§ WHAT THE EXERCISE ASKS
Word for word, copy every line of the data.

§ DATA IN THIS EXERCISE

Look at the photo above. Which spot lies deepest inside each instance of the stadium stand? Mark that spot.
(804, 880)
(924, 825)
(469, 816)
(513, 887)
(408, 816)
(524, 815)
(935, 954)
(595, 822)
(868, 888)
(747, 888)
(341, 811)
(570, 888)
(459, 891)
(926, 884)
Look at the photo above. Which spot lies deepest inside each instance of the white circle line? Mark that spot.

§ SOLUTION
Look at the photo above. Which spot lies deepest inside each instance of the stadium stand? Mark that spot.
(804, 880)
(924, 825)
(469, 816)
(513, 887)
(408, 816)
(524, 815)
(935, 954)
(595, 822)
(868, 888)
(747, 888)
(341, 811)
(570, 888)
(459, 891)
(926, 884)
Look at the photo above. Which spot lies deepest inside each instance of the white circle line? Mark that spot.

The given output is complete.